■ Extract:
◆ ◆ ◆ ◆ ◆

Consistent Ensemble Distillation for Audio Tagging (CED)

March 20, 2026 · View on GitHub

This repo is the source for the ICASSP 2024 Paper Consistent Ensemble Distillation for Audio Tagging.

Framework

Model	Parameters (M)	AS-20K (mAP)	AS-2M (mAP)
CED-Tiny	5.5	36.5	48.1
CED-Mini	9.6	38.5	49.0
CED-Small	22	41.6	49.6
CED-Base	86	44.0	50.0

All models work with 16 kHz audio and use 64-dim Mel-spectrograms, making them very fast. CED-Tiny should be faster than MobileNets on a single x86 CPU (even though MACs/FLops would indicate otherwise).

Pretrained models could be downloaded from Zenodo or Hugging Face.

	Zenodo	Hugging Face
CED-Tiny	Link	Link
CED-Mini	Link	Link
CED-Small	Link	Link
CED-Base	Link	Link

Demo

We have an online demo available here for CED-Base.

Inference/Usage

Huggingface Transformers

Inference (Onnx, Recommended)

>>> from optimum.onnxruntime import ORTModelForAudioClassification

>>> model_name = "mispeech/ced-mini"
>>> model = ORTModelForAudioClassification.from_pretrained(model_name, trust_remote_code=True)

>>> import torchaudio
>>> audio, sampling_rate = torchaudio.load("/path-to/JeD5V5aaaoI_931_932.wav")
>>> assert sampling_rate == 16000
>>> input_name = model.session.get_inputs()[0].name
>>> output = model(**{input_name: torch.randn(1, 16000)})
>>> logits = output.logits.squeeze()
>>> for idx in logits.argsort()[-2:][::-1]:
>>>   print(f"{model.config.id2label[idx]}: {logits[idx]:.4f}")
'Finger snapping: 0.9155'
'Slap: 0.0567'

Or standard Huggingface Transformers

# pip install transformers
from transformers import AutoModelForAudioClassification, AutoFeatureExtractor

model_name = "mispeech/ced-base"
feature_extractor = AutoFeatureExtractor.from_pretrained(model_name, trust_remote_code=True)
model = AutoModelForAudioClassification.from_pretrained(model_name, trust_remote_code=True)

import torchaudio
audio, sampling_rate = torchaudio.load("/path-to/JeD5V5aaaoI_931_932.wav")

◆ ◆ ◆ ◆ ◆

■ Information shown:
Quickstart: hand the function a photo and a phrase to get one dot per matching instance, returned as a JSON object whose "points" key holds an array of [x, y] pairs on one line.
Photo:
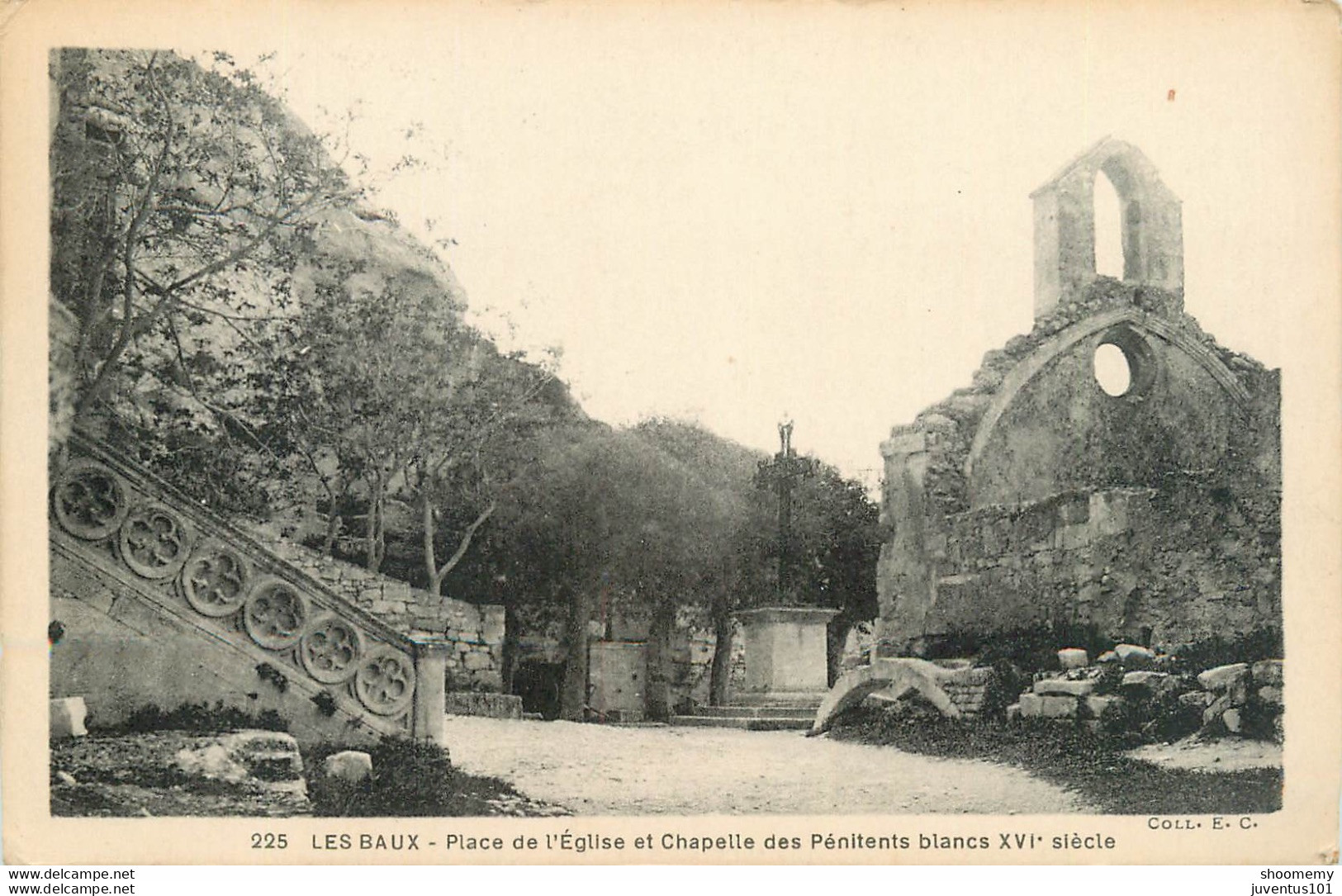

◆ ◆ ◆ ◆ ◆

■ Exercise: According to the CED page, what audio sample rate do all the models work with?

■ Response to this exercise: 16 kHz